Point-based annotation data
::::

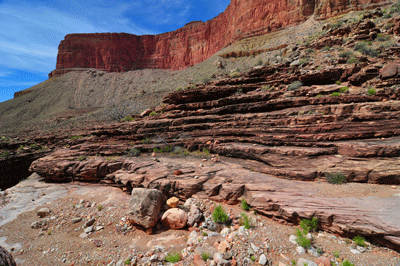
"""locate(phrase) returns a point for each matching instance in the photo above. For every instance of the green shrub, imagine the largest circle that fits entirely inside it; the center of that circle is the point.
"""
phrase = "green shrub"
(336, 253)
(359, 240)
(347, 263)
(294, 85)
(335, 178)
(245, 206)
(219, 215)
(371, 92)
(205, 256)
(127, 119)
(363, 48)
(309, 225)
(173, 257)
(302, 240)
(245, 220)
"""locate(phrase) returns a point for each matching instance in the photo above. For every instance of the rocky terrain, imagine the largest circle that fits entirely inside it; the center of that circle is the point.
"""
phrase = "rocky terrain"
(310, 132)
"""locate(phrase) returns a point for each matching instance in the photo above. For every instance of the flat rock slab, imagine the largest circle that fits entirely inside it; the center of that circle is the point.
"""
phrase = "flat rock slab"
(339, 208)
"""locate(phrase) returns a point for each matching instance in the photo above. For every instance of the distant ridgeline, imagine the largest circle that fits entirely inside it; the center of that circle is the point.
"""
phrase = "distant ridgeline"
(196, 41)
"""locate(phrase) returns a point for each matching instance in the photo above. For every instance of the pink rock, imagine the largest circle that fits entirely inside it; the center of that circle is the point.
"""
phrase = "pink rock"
(174, 218)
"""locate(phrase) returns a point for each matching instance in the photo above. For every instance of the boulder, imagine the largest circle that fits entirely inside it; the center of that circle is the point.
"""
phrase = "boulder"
(174, 218)
(6, 258)
(173, 202)
(145, 206)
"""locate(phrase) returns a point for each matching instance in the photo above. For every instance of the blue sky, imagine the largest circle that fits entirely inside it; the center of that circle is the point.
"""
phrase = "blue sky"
(31, 30)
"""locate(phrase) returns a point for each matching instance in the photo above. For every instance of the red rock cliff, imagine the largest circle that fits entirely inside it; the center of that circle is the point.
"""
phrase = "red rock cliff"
(196, 41)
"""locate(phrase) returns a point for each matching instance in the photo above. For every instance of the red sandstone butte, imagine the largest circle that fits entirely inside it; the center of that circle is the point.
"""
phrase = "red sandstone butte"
(196, 41)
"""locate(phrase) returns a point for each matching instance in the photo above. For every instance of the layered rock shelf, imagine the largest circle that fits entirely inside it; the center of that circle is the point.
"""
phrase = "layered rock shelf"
(196, 41)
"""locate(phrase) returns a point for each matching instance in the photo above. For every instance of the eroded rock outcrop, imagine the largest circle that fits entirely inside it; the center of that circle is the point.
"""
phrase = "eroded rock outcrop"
(196, 41)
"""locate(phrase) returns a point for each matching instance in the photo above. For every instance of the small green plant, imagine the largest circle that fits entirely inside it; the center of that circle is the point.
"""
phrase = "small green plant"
(81, 158)
(302, 240)
(347, 263)
(336, 253)
(294, 85)
(147, 141)
(127, 119)
(344, 89)
(76, 137)
(205, 256)
(335, 178)
(245, 205)
(309, 225)
(245, 220)
(371, 91)
(173, 257)
(359, 240)
(219, 215)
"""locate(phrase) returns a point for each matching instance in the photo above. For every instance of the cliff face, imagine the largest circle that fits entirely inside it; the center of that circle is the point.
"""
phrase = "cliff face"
(196, 41)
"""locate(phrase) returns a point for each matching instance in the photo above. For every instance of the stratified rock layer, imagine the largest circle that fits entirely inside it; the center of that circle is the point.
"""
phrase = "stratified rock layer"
(196, 41)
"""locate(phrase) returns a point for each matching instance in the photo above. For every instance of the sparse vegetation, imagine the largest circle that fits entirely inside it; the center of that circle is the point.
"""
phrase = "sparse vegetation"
(244, 204)
(173, 257)
(245, 220)
(371, 91)
(347, 263)
(219, 215)
(335, 178)
(294, 85)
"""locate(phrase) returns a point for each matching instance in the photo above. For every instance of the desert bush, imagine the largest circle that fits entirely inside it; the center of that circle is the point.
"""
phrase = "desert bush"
(294, 85)
(173, 257)
(245, 205)
(335, 178)
(309, 225)
(302, 240)
(371, 91)
(219, 215)
(245, 220)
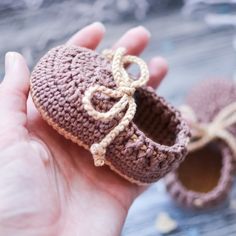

::::

Turn all of the entries above into a numbered list, skipping blank lines. Leave the pictures out of the list.

1. """locate(phrase) returns a point for each matching instance in the photo above. For every instance of the green shrub, imagine the largest circle that fits entirely inside it; the center of that circle is the point.
2. """
3. phrase = "green shrub"
4. (336, 253)
5. (359, 240)
6. (347, 263)
7. (294, 85)
8. (335, 178)
9. (245, 206)
10. (219, 215)
11. (371, 92)
12. (205, 256)
13. (127, 119)
14. (363, 48)
15. (309, 225)
16. (173, 257)
17. (302, 240)
18. (245, 220)
19. """locate(phrase) returns a point for each matching instance in the photo above. For every instance of the rocky terrain, imagine the largest circle that fits entirely inside it; the center of that circle is the point.
20. """
21. phrase = "rocky terrain"
22. (310, 132)
23. """locate(phrase) returns a point for each matching instance in the photo above. For every instance of the flat rock slab, imagine the largest circle that fits entirely inside it; the center of that circle is the point.
24. """
25. phrase = "flat rock slab"
26. (339, 208)
27. """locate(phrase) returns a point for each matching instance in the photo above. For every instance of the distant ridgeline, imagine the largest circle that fits entirely inside it; the center of that circle is the point.
28. """
29. phrase = "distant ridgeline"
30. (196, 41)
31. """locate(phrase) returns a point for each matching instance in the photo above. For every instance of the pink rock, imagine the largest circle that fits entirely inside it; the center of that circle is the point.
32. """
33. phrase = "pink rock"
34. (174, 218)
35. """locate(phrase) returns a point for each matching instance in the photo above. For every instance of the boulder, imagine the largest circle that fits entirely inside it; the center of that circle is the point.
36. """
37. phrase = "boulder"
38. (174, 218)
39. (6, 258)
40. (173, 202)
41. (145, 206)
42. """locate(phrase) returns a point for each matching instance in the photo above. For every instance of the blue sky, imagine the largest circle that fits entirely inside it; the center of that circle is the point.
43. """
44. phrase = "blue sky"
45. (31, 30)
46. """locate(phrase) returns a point for each matching instance in the photo above. For every instance of the red rock cliff, imagine the largest circle that fits entirely inside it; the center of that circle is the point.
47. """
48. phrase = "red rock cliff"
49. (196, 41)
50. """locate(phrase) returns a point for each matching instance in the photo above. For every instance of the red sandstone butte, imagine the largest circle that fits entirely inside it; the center of that circle is the point.
51. """
52. phrase = "red sandstone butte"
53. (196, 41)
54. """locate(phrase) returns a point for each matching instance in the photo above. For every instance of the layered rock shelf, imagine the largest circle that fits entirely inside it; the center of that circle is the point.
55. """
56. phrase = "layered rock shelf"
57. (196, 41)
58. """locate(phrase) returns a point for each matching instance in the photo above. For every instance of the eroded rock outcrop, imagine the largest circle that fits entirely inside it; the center of that circle is the point.
59. """
60. phrase = "eroded rock outcrop"
61. (196, 41)
62. """locate(phrase) returns a point for each matching instance in the photo above. For every instance of the small green plant, imagine the largest circle that fits entirely inside it; the center of that circle is the point.
63. """
64. phrase = "small green plant"
65. (81, 158)
66. (302, 240)
67. (347, 263)
68. (336, 253)
69. (294, 85)
70. (147, 141)
71. (127, 119)
72. (344, 89)
73. (76, 137)
74. (205, 256)
75. (335, 178)
76. (245, 205)
77. (309, 225)
78. (245, 220)
79. (371, 91)
80. (173, 257)
81. (359, 240)
82. (219, 215)
83. """locate(phrase) returns a point for each matching instance in the photo above. For every instance of the cliff face, imagine the largest circle that fits entirely inside it; the center of that circle is the point.
84. """
85. phrase = "cliff face"
86. (196, 41)
87. """locate(phrase) returns a point for each matching instance in the photo above. For every instance of the stratified rock layer, imagine the largest circle that fits entirely inside it; the center of that circle is the point.
88. """
89. phrase = "stratified rock layer"
90. (196, 41)
91. """locate(phrase) returns a point for each matching instance in the photo above. For every instance of the sparse vegetation, imagine the largest circle that fits entirely inside it; the center of that circle is the point.
92. """
93. phrase = "sparse vegetation"
94. (244, 204)
95. (173, 257)
96. (245, 220)
97. (371, 91)
98. (347, 263)
99. (219, 215)
100. (335, 178)
101. (294, 85)
102. """locate(phrase) returns a point for each matching instance in the photo above. For every instance of the desert bush, imagine the largest circle that fits entirely inside it; the center of that circle is the point.
103. """
104. phrase = "desert bush"
105. (294, 85)
106. (173, 257)
107. (245, 205)
108. (335, 178)
109. (309, 225)
110. (302, 240)
111. (371, 91)
112. (219, 215)
113. (245, 220)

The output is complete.